# TASK OBJECTIVE:
Copy out all the data, word for word.

[Saved data entries]
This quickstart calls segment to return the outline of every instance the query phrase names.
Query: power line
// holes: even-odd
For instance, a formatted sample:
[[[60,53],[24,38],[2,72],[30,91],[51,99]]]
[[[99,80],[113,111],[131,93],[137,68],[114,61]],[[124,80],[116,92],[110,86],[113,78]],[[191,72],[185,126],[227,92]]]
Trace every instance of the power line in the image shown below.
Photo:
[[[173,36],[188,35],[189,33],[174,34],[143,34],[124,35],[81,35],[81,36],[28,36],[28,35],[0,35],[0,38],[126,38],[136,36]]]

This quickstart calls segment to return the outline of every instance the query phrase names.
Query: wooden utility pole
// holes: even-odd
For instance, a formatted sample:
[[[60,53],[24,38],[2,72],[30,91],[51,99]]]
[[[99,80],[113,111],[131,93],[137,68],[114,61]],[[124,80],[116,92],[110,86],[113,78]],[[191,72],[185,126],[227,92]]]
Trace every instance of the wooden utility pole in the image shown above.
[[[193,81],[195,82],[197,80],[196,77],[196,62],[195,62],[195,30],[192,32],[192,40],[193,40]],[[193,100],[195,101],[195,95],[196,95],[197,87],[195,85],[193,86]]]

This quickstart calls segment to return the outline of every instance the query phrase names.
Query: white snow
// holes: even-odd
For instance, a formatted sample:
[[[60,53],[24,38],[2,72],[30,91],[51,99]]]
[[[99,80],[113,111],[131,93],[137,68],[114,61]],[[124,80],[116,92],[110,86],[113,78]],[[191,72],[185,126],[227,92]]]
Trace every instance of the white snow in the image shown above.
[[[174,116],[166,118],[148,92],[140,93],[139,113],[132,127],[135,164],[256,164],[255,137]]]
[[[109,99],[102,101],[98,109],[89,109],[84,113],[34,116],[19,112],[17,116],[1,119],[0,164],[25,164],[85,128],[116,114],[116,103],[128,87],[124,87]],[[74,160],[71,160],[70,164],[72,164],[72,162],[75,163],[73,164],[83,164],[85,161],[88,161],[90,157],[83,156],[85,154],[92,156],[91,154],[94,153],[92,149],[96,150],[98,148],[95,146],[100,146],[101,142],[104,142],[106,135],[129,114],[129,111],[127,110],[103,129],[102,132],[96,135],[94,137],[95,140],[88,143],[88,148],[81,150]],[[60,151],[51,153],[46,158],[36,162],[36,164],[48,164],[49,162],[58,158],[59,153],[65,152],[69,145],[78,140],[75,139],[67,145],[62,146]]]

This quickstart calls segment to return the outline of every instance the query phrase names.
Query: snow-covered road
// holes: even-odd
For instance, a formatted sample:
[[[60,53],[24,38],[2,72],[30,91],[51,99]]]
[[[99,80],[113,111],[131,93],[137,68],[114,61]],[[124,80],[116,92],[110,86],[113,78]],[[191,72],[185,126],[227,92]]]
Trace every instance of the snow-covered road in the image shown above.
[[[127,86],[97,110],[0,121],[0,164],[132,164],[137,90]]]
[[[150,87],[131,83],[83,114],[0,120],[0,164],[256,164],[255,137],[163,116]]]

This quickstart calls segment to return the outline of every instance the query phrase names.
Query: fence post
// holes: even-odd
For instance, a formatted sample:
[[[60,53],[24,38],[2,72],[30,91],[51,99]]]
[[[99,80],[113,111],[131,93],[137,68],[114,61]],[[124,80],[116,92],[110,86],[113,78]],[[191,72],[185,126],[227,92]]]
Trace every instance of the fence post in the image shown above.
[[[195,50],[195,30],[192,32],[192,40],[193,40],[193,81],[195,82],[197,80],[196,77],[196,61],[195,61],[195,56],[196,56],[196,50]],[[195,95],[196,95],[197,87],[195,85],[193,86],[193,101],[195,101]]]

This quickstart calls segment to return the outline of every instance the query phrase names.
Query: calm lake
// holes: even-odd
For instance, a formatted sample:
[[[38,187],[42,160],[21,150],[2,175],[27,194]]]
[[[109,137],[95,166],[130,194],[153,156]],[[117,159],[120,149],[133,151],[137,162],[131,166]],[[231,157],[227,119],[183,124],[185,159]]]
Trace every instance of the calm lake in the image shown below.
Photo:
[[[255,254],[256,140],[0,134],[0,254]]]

# EXPECTED ANSWER:
This quickstart calls segment to return the outline of every instance the query phrase names.
Query: power line
// holes: even-odd
For instance, a formatted sample:
[[[60,53],[24,38],[2,72],[30,91],[51,99]]]
[[[99,80],[113,111],[131,93],[137,68],[114,61]],[[124,80],[116,92],[110,86],[113,78]],[[191,72],[185,126],[227,92]]]
Trace every instance of the power line in the image shown below.
Photo:
[[[173,36],[188,35],[189,33],[174,34],[143,34],[124,35],[81,35],[81,36],[28,36],[28,35],[0,35],[0,38],[126,38],[136,36]]]

This quickstart calls segment to return the outline of every instance the query phrase names.
Query: wooden utility pole
// holes: even-odd
For instance, a formatted sample:
[[[60,53],[24,38],[2,72],[30,91],[51,99]]]
[[[99,80],[113,111],[131,93],[137,68],[114,61]],[[124,80],[116,92],[110,86],[113,78]],[[191,72],[185,126],[227,92]]]
Trace every instance of the wooden utility pole in the image shown above.
[[[193,81],[195,82],[197,80],[196,77],[196,62],[195,62],[195,30],[192,32],[192,40],[193,40]],[[193,100],[195,101],[195,95],[196,95],[197,87],[195,85],[193,86]]]

This quickstart calls segment to return the outline of every instance the query phrase names.
Query: white snow
// holes: even-odd
For instance, a formatted sample:
[[[60,53],[24,38],[2,72],[30,91],[51,99]]]
[[[99,80],[113,111],[131,93],[137,68],[114,61]],[[124,80],[116,92],[110,86],[113,78]],[[191,72],[185,126],[227,92]]]
Trace every instance of the white snow in the image shown above.
[[[174,116],[166,118],[148,92],[140,93],[139,113],[132,127],[135,164],[256,164],[255,137]]]
[[[109,99],[102,101],[98,109],[89,109],[84,113],[34,116],[19,112],[17,116],[1,119],[0,164],[25,164],[85,128],[116,114],[116,103],[128,87],[124,87]],[[74,160],[71,160],[70,164],[72,164],[72,162],[75,163],[73,164],[83,164],[85,161],[88,161],[90,157],[83,156],[85,154],[92,156],[91,154],[94,153],[92,149],[96,150],[98,148],[95,146],[100,146],[101,142],[104,142],[106,135],[129,114],[129,111],[127,110],[103,129],[102,132],[96,135],[94,137],[95,140],[88,143],[88,148],[81,150]],[[60,151],[51,153],[46,158],[36,162],[36,164],[48,164],[49,162],[58,158],[59,153],[65,152],[69,145],[78,140],[75,139],[67,145],[62,146]]]

This quickstart calls segment to return the outline of every instance the query phrase names.
Query: snow-covered road
// holes: even-odd
For instance, a formatted sample:
[[[60,53],[24,38],[2,72],[30,91],[51,99]]]
[[[99,80],[113,111],[131,93],[137,68],[114,61]],[[124,80],[116,92],[110,86],[113,78]],[[191,72],[185,126],[227,92]]]
Trace every instance of the snow-covered road in the image shown above.
[[[127,86],[97,110],[0,121],[0,164],[132,164],[137,90]]]
[[[150,87],[131,83],[83,114],[0,120],[0,164],[256,164],[255,137],[163,116]]]

This quickstart calls segment to return the outline of every instance the query phrase names.
Query: fence post
// holes: even-odd
For instance, a formatted sample:
[[[60,53],[24,38],[2,72],[30,91],[51,99]]]
[[[99,80],[113,111],[131,93],[137,68],[114,61]],[[124,80],[116,92],[110,86],[113,78]],[[191,72],[185,126],[227,92]]]
Trace every instance of the fence post in the image shown above.
[[[195,50],[195,30],[192,32],[192,40],[193,40],[193,81],[195,82],[197,80],[196,77],[196,61],[195,61],[195,56],[196,56],[196,50]],[[195,95],[196,95],[197,87],[195,85],[193,86],[193,101],[195,101]]]

This quickstart calls segment to return the outline of every instance the query phrase names.
Query: calm lake
// holes: even-odd
For instance, a formatted sample:
[[[38,187],[42,160],[21,150],[2,175],[27,194]]]
[[[109,137],[95,166],[130,194],[153,156]],[[117,159],[120,149],[133,151],[137,162],[131,166]],[[231,157],[227,119],[183,124],[185,159]]]
Trace every instance of the calm lake in the image shown below.
Photo:
[[[255,254],[256,140],[0,134],[0,254]]]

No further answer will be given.